▶ **Task inputs**:
— START —

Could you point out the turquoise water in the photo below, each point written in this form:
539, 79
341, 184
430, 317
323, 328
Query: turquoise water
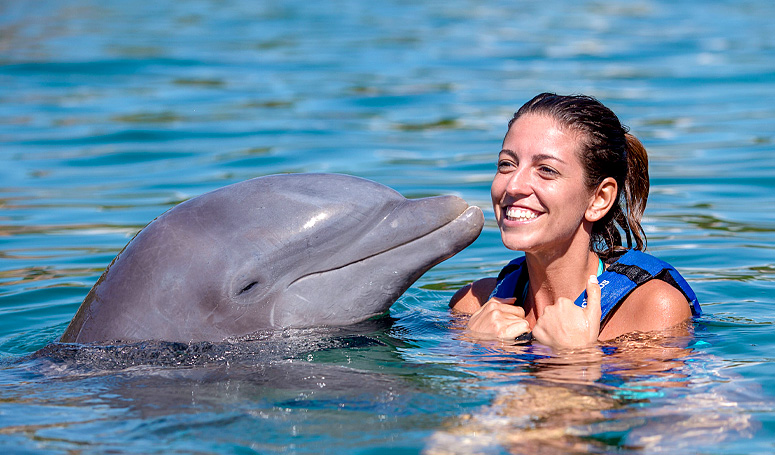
112, 112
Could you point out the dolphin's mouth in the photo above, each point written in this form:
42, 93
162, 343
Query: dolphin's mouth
471, 220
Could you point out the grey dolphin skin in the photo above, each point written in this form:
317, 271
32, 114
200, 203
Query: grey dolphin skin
294, 250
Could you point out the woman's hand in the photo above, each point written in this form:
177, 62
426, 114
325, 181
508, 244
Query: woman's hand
499, 318
566, 325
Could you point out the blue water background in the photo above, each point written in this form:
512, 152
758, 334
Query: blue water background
112, 112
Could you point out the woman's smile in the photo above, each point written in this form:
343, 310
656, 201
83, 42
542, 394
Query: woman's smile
520, 214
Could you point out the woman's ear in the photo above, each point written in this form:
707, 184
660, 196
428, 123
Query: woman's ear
603, 199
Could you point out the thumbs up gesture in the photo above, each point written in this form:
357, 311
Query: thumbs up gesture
566, 325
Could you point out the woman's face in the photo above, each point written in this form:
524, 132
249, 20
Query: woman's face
538, 193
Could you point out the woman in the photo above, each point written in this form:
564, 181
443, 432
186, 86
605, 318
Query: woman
570, 180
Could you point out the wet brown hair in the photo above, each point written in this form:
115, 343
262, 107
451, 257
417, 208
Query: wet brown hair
608, 150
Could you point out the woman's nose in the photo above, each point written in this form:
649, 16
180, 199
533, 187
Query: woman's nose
519, 182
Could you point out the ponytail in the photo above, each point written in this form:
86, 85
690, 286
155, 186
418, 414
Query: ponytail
636, 191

— END —

▶ **Objective**: Render all of the material above as a Markdown table with two columns, "No." for the row number and "Text" for the line. Skip blank lines and leave the pictures out.

▶ **Solution to the problem**:
| No. | Text |
|---|---|
| 1 | Could you point out the turquoise water in the photo below, each point written in this form: |
| 2 | 539, 79 |
| 3 | 341, 184 |
| 4 | 430, 317 |
| 5 | 323, 328 |
| 6 | Query: turquoise water |
| 7 | 112, 112 |
| 8 | Could you point out the dolphin's mouth in the photo above, each point written in this form: |
| 9 | 42, 93 |
| 10 | 162, 343 |
| 11 | Query: dolphin's mouth |
| 12 | 471, 220 |
| 13 | Could you point out the grey dolphin skin in the photo above, each point written in this form: |
| 14 | 317, 271 |
| 15 | 32, 114 |
| 16 | 200, 203 |
| 17 | Query: grey dolphin skin |
| 18 | 294, 250 |
| 19 | Could you point out the woman's hand in the photo above, each point written in this form: |
| 20 | 177, 62 |
| 21 | 426, 114 |
| 22 | 325, 181 |
| 23 | 508, 244 |
| 24 | Query: woman's hand |
| 25 | 499, 318 |
| 26 | 566, 325 |
| 27 | Could you point out the blue water background in the photo above, each point written in this form: |
| 28 | 512, 152 |
| 29 | 758, 334 |
| 30 | Query: blue water background |
| 31 | 112, 112 |
| 32 | Could you point out the woman's smile in the photo above, each point written in this form: |
| 33 | 343, 310 |
| 34 | 656, 201 |
| 35 | 83, 42 |
| 36 | 542, 394 |
| 37 | Query: woman's smile |
| 38 | 520, 214 |
| 39 | Could you point out the woman's ear in the photo above, each point written in this form: |
| 40 | 707, 184 |
| 41 | 660, 196 |
| 42 | 428, 123 |
| 43 | Query: woman's ear |
| 44 | 603, 199 |
| 45 | Could you point out the thumbs up gesture in the photo above, each point written in this form: |
| 46 | 357, 311 |
| 47 | Query: thumbs up gesture |
| 48 | 566, 325 |
| 49 | Could you point out the woman's face in the photo above, each point written in this form: |
| 50 | 524, 132 |
| 51 | 249, 20 |
| 52 | Query: woman's face |
| 53 | 538, 193 |
| 54 | Could you point out the woman in the photo above, each point written in this form: |
| 55 | 564, 181 |
| 56 | 443, 432 |
| 57 | 186, 86 |
| 58 | 605, 318 |
| 59 | Query: woman |
| 60 | 570, 180 |
| 61 | Could you point out the wet brown hair in the photo above, each point written in this form: |
| 62 | 115, 343 |
| 63 | 262, 107 |
| 64 | 451, 257 |
| 65 | 417, 208 |
| 66 | Query: wet brown hair |
| 67 | 608, 150 |
| 68 | Could you point out the woman's nose in the photo above, each point written in this form: |
| 69 | 649, 16 |
| 70 | 180, 199 |
| 71 | 533, 187 |
| 72 | Query: woman's nose |
| 73 | 519, 182 |
| 74 | Could you point out the ponytail in the photo above, each point written in this form: |
| 75 | 86, 85 |
| 76 | 690, 286 |
| 77 | 155, 186 |
| 78 | 418, 414 |
| 79 | Query: ponytail |
| 80 | 636, 191 |